## Exercise objective
Copy out every record below with complete accuracy.

## Record excerpts
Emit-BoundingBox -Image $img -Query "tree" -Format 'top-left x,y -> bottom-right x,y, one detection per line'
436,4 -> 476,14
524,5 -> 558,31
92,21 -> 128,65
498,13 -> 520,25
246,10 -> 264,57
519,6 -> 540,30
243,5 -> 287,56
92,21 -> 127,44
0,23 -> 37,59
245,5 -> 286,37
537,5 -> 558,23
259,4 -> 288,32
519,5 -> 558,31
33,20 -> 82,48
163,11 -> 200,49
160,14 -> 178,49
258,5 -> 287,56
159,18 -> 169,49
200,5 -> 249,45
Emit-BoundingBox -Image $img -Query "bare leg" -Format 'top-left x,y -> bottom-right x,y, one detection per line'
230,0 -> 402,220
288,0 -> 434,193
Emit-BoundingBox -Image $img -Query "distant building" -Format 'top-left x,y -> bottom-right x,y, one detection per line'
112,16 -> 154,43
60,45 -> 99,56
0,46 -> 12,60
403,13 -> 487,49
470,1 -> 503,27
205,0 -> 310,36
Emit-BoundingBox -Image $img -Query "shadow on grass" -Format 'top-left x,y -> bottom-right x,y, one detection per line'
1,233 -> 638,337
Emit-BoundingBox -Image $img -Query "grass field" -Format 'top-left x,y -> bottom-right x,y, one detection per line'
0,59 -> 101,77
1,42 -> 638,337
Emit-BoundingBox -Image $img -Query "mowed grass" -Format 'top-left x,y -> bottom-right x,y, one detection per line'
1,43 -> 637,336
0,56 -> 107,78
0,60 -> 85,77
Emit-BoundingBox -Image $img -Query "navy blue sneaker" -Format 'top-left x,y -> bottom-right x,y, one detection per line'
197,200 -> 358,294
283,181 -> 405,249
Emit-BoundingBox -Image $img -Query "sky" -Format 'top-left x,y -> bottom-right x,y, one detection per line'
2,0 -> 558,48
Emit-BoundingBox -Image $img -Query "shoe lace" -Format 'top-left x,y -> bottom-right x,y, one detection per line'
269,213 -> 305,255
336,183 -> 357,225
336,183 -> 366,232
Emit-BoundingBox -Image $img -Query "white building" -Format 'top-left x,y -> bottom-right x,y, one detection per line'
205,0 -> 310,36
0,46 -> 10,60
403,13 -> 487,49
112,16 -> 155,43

## Exercise solution
Emit-BoundingBox -Image $img -Query "tree" -Format 'top-left x,y -> bottom-right x,y, one detection per line'
436,4 -> 476,14
524,5 -> 558,31
92,21 -> 128,65
498,13 -> 520,25
246,10 -> 264,57
519,6 -> 540,30
243,5 -> 287,56
92,21 -> 127,44
0,23 -> 37,59
245,5 -> 286,37
537,5 -> 558,23
259,4 -> 288,32
519,5 -> 558,31
33,20 -> 82,48
163,11 -> 200,49
160,14 -> 178,49
258,5 -> 287,56
159,18 -> 169,49
200,5 -> 249,45
Emit-BoundingBox -Image $img -Query "bare leg" -Format 'top-left x,y -> bottom-right x,y, one detection per line'
230,0 -> 402,220
288,0 -> 434,193
Emit-BoundingBox -Image $img -Query "distant building" -Format 'top-left x,y -> bottom-right x,y, one detection per line'
112,16 -> 154,43
60,45 -> 99,56
0,46 -> 12,60
403,13 -> 487,49
470,1 -> 503,27
205,0 -> 310,36
Emit-BoundingBox -Image $img -Query "shadow on grass" -Format 'top-left x,y -> bottom-right x,y, one detection per line'
1,233 -> 638,337
Emit-BoundingBox -Image $img -Query "grass field" -Format 'top-left x,y -> bottom-right x,y, one detection per line'
0,59 -> 101,77
1,42 -> 638,337
Emit-BoundingBox -Image $img -Query "mowed grass" -Format 'top-left x,y -> bottom-right x,y, one detection per line'
1,43 -> 637,336
0,56 -> 107,78
0,60 -> 85,77
Emit-BoundingBox -Image $img -Query "navy blue sneaker" -Format 'top-left x,y -> bottom-right x,y, one detection per line'
197,200 -> 358,294
283,181 -> 405,249
Emit-BoundingBox -Image $img -Query "sky" -Format 'top-left x,y -> bottom-right x,y, one detection per line'
2,0 -> 558,48
Emit-BoundingBox -Image $img -Query "shoe lace" -Format 'top-left x,y -> bottom-right x,y, one detection per line'
269,213 -> 305,255
336,183 -> 357,225
336,183 -> 366,232
Emit-BoundingBox -Image $img -Query "white building" -Format 'top-left x,y -> bottom-right x,y, one detection per line'
205,0 -> 310,36
0,46 -> 10,60
403,13 -> 487,49
112,16 -> 155,43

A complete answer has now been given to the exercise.